Fiction Reviews
Saltcrop
(2025) Yume Kitasei, Harper Voyager, £18.99, hrdbk, 376pp, ISBN 978-0-008-76466-1
A story about three sisters, one lost, two searching. Set somewhere unspecified, but probably the North American West Coast, this is a near-future ravaged by climate change, where the crops are blighted and, increasingly, so are the people. The oldest sister, Nora, is missing. She’d been working for the megacorp Renewal, whose chemical solution to the ever- mutating blight has trapped rural communities in a cycle of famine, poverty and disease. Now she’s on a mission to find ‘clean’ blight resistant crops, but she’s disappeared.
The two remaining sisters abandon their plans and chase after Nora in a barely seaworthy boat, far up the coast where the air is cold and the nights are long. Every where they go, they just miss her, before hooking up with the seemingly helpful Jackson, who guides them even farther from home. Jackson, of course, is not what he seems, or at least not what the sisters hope he will be, and Nora remains tantalisingly out of reach.
Animals are developing mutations because of the chemicals used to combat the blight, and a deadly infection threatens to engulf the middle sister, Carmen. Both the inner world of the sister and the wider world is falling apart, and the stakes are high.

Information provided:
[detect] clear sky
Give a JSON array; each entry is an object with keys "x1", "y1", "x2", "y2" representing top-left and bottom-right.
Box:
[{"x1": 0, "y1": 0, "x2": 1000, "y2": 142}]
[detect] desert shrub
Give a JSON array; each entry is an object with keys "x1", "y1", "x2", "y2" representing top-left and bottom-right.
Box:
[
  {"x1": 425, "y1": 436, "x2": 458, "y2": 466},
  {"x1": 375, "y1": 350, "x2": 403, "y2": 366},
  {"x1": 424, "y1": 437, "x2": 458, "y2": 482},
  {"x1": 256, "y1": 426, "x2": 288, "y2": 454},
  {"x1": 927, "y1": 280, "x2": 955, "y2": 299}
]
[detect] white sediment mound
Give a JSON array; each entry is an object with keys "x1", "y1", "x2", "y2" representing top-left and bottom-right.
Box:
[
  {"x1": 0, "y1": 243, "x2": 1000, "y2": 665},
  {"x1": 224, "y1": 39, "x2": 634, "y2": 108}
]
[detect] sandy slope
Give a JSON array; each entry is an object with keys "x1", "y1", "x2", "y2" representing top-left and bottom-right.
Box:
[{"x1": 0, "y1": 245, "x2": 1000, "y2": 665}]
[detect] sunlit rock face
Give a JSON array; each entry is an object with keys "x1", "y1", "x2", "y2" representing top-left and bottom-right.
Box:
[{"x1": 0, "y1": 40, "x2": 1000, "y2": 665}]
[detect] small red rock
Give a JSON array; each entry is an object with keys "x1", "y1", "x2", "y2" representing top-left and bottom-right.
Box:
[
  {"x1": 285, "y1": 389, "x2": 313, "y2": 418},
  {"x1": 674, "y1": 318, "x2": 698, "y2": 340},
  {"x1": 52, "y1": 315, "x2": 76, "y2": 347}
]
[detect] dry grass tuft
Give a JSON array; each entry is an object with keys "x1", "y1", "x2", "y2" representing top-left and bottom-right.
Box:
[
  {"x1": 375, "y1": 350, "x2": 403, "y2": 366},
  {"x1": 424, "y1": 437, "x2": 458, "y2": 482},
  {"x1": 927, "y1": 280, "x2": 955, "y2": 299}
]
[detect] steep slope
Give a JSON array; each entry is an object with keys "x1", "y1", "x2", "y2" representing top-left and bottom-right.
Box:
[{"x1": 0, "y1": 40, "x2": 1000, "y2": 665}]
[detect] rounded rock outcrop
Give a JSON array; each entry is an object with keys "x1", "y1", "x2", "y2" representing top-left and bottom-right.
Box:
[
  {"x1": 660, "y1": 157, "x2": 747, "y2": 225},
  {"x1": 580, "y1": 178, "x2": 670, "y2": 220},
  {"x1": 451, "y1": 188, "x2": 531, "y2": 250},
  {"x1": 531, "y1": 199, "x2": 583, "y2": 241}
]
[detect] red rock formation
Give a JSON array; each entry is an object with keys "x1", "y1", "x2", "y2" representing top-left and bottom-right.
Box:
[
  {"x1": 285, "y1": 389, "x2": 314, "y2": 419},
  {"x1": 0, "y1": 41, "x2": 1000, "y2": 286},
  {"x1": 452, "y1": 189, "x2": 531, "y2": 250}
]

Task set:
- 1) According to the Saltcrop review, which megacorp had Nora been working for?
- 2) Update everything from "The two remaining" down to "stakes are high." in the Saltcrop review, writing "ship" wherever "boat" appears.

Answers to the tasks:
- 1) Renewal

- 2)
The two remaining sisters abandon their plans and chase after Nora in a barely seaworthy ship, far up the coast where the air is cold and the nights are long. Every where they go, they just miss her, before hooking up with the seemingly helpful Jackson, who guides them even farther from home. Jackson, of course, is not what he seems, or at least not what the sisters hope he will be, and Nora remains tantalisingly out of reach.
Animals are developing mutations because of the chemicals used to combat the blight, and a deadly infection threatens to engulf the middle sister, Carmen. Both the inner world of the sister and the wider world is falling apart, and the stakes are high.